■ Consigne donnée 1
Veuillez afficher tel quel le passage du texte fourni qui va de « La recherche d'une » à « examiné avec attention. ».

■ Texte fourni
La Nation Bénin...
La recherche d'une administration plus efficace et plus proche des citoyens reste un défi commun pour la gouvernance en Afrique. C’est en cela que le retour d'expérience de la Guinée en matière de suivi de la performance gouvernementale, mérite d'être examiné avec attention.
Le présent article est tiré du « Manuel de référence du système de suivi de la performance gouvernementale». Cet ouvrage que l’auteur a co-écrit avec l’ancien premier ministre de la République de Guinée, se veut une contribution au dialogue entre praticiens et observateurs de la gouvernance. Il ne s'agit aucunement de présenter un modèle à suivre, mais plutôt, de partager un parcours, avec ses succès et ses limites, afin d'alimenter la réflexion collective.
Pour le Bénin, qui a déjà engagé sa propre dynamique de modernisation administrative, cette expérience voisine peut apporter un éclairage complémentaire utile. Chaque pays devant trouver sa propre voie, ce partage d'expériences, représente une ressource précieuse pour éviter certains écueils et identifier les pratiques les plus prometteuses.
La suite de cet article présente les principaux éléments de cette démarche guinéenne, dans un esprit de contribution au débat sur l'amélioration continue des services publics en Afrique. Elle est centrée sur les quatre (4) aspects ci-après du suivi de la performance gouvernementale: (i) le concept; (ii) la mise en œuvre empirique; (iii) le modèle logique de référence du système; (iv) l’impératif de l’institutionnalisation et les facteurs d’échecs associés.
Suivi de la performance gouvernementale : le concept
Processus systématique piloté par la Primature, le suivi de la performance gouvernementale (Spg) consiste à : (i) suivre les réalisations des politiques, programmes et projets prioritaires du gouvernement; (ii) évaluer leur efficacité ainsi que leur efficience ; (iii) veiller à la transparence dans la circulation de l’information et dans l’utilisation des fonds publics, et (iv) garantir la redevabilité des décideurs et des gestionnaires publics.

■ Consigne donnée 2
Rassemblez toutes les lignes des entrées qui contiennent la chaîne « feed », en tenant compte de la casse.

■ Données fournies
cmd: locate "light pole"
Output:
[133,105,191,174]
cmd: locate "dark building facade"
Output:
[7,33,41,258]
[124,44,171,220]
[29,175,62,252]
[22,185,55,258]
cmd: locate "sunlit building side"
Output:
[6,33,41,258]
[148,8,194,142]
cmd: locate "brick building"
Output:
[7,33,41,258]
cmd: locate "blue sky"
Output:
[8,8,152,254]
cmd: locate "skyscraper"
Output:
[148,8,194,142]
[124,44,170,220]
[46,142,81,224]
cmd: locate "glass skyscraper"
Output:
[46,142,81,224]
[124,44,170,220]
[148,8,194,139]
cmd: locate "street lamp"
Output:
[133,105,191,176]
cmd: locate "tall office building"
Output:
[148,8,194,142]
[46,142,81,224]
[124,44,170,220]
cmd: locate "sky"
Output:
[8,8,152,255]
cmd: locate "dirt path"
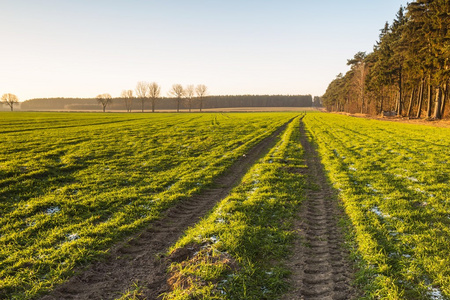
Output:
[282,120,355,300]
[42,124,287,300]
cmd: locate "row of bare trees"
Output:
[1,93,19,111]
[96,81,208,112]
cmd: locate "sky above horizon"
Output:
[0,0,407,101]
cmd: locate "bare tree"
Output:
[169,83,184,112]
[120,90,134,112]
[96,94,112,112]
[184,84,195,112]
[2,93,19,111]
[195,84,208,111]
[148,82,161,112]
[135,81,149,112]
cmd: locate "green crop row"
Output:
[160,118,305,299]
[0,113,293,299]
[305,114,450,299]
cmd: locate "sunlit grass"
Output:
[305,114,450,299]
[0,113,293,299]
[165,115,305,299]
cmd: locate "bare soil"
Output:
[41,120,287,300]
[282,120,356,300]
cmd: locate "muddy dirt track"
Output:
[41,124,287,300]
[41,118,355,300]
[282,123,355,300]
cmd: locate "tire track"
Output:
[41,120,292,300]
[282,123,355,300]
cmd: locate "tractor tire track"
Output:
[282,123,356,300]
[41,120,292,300]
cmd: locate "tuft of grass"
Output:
[164,118,305,299]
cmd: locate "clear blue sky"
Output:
[0,0,407,101]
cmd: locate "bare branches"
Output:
[120,90,134,112]
[169,83,185,112]
[184,84,195,112]
[96,93,112,112]
[195,84,208,111]
[2,93,19,111]
[135,81,149,112]
[148,82,161,112]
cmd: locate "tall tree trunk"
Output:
[427,75,433,118]
[433,86,442,119]
[441,82,448,118]
[417,78,425,119]
[380,92,384,115]
[406,88,415,118]
[396,73,403,117]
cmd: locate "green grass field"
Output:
[0,112,450,300]
[165,118,305,299]
[305,114,450,299]
[0,113,294,299]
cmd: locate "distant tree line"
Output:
[322,0,450,119]
[21,94,313,112]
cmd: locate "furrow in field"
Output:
[42,120,286,300]
[283,120,354,300]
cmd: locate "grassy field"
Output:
[164,118,305,299]
[0,112,450,300]
[0,113,294,299]
[305,114,450,299]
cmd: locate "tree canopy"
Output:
[323,0,450,119]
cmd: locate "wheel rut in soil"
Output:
[282,123,355,300]
[41,120,292,300]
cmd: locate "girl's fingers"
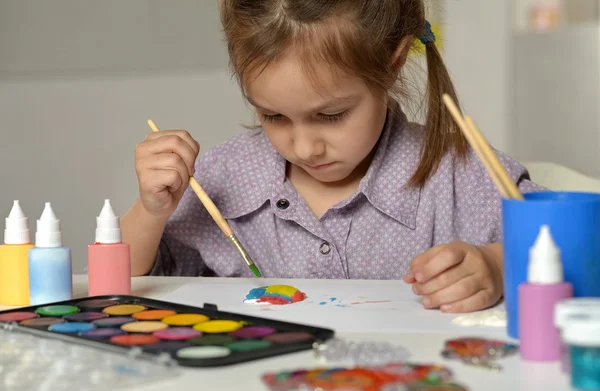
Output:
[402,244,446,284]
[440,288,495,313]
[412,245,466,283]
[136,132,198,177]
[421,275,481,308]
[413,264,473,295]
[138,153,189,193]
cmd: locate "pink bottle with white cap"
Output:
[88,200,131,296]
[519,225,573,361]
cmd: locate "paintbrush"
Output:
[148,119,262,277]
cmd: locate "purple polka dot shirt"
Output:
[150,108,546,279]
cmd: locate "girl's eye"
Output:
[319,110,348,122]
[261,114,283,122]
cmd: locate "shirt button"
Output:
[277,199,290,210]
[319,242,331,255]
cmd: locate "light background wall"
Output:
[0,0,560,272]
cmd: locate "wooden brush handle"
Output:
[190,177,233,237]
[148,119,233,237]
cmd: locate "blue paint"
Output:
[29,202,73,305]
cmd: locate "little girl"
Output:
[122,0,542,312]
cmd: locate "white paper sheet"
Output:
[162,279,502,334]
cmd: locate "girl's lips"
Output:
[307,163,333,170]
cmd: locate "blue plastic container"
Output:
[502,192,600,338]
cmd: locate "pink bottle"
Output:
[519,225,573,361]
[88,200,131,296]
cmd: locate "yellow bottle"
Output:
[0,201,34,306]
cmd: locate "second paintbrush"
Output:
[148,120,262,277]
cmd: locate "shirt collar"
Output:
[220,105,421,229]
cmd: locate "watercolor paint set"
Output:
[0,295,334,367]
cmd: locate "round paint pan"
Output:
[19,318,65,328]
[63,312,108,322]
[153,327,202,341]
[225,339,272,352]
[35,305,79,316]
[102,304,146,316]
[92,316,135,327]
[177,346,231,360]
[81,327,127,338]
[77,299,119,311]
[229,326,276,339]
[264,332,315,344]
[144,341,192,353]
[162,314,209,326]
[0,311,38,322]
[131,310,177,320]
[194,320,243,333]
[187,334,235,346]
[121,320,169,333]
[48,322,96,334]
[110,334,160,346]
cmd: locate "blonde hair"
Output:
[221,0,468,186]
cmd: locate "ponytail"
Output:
[408,42,468,187]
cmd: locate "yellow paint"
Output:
[103,304,146,316]
[265,285,298,297]
[0,243,34,306]
[194,320,242,333]
[162,314,209,326]
[411,22,444,56]
[121,320,169,333]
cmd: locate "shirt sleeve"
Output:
[150,148,222,277]
[455,151,548,245]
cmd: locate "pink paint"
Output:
[518,225,573,361]
[88,200,131,296]
[257,296,290,305]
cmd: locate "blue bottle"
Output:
[29,202,73,305]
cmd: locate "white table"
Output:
[0,276,571,391]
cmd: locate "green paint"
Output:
[187,335,235,345]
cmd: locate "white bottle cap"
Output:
[96,200,121,244]
[561,315,600,348]
[4,201,31,244]
[35,202,62,248]
[527,225,564,284]
[554,297,600,329]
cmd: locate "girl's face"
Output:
[247,53,387,183]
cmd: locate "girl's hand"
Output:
[135,130,200,217]
[403,242,503,312]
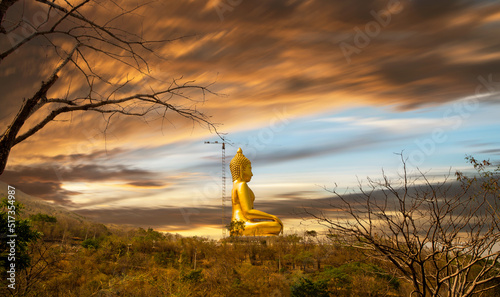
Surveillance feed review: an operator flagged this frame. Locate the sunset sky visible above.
[0,0,500,238]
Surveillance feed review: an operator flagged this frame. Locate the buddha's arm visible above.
[238,182,281,223]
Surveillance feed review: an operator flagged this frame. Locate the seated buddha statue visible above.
[229,148,283,236]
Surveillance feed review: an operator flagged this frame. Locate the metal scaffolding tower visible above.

■ Réponse complète 1
La recherche d'une administration plus efficace et plus proche des citoyens reste un défi commun pour la gouvernance en Afrique. C’est en cela que le retour d'expérience de la Guinée en matière de suivi de la performance gouvernementale, mérite d'être examiné avec attention.

■ Réponse complète 2
Surveillance feed review: an operator flagged this frame. Locate the sunset sky visible above.
Surveillance feed review: an operator flagged this frame. Locate the buddha's arm visible above.
Surveillance feed review: an operator flagged this frame. Locate the seated buddha statue visible above.
Surveillance feed review: an operator flagged this frame. Locate the metal scaffolding tower visible above.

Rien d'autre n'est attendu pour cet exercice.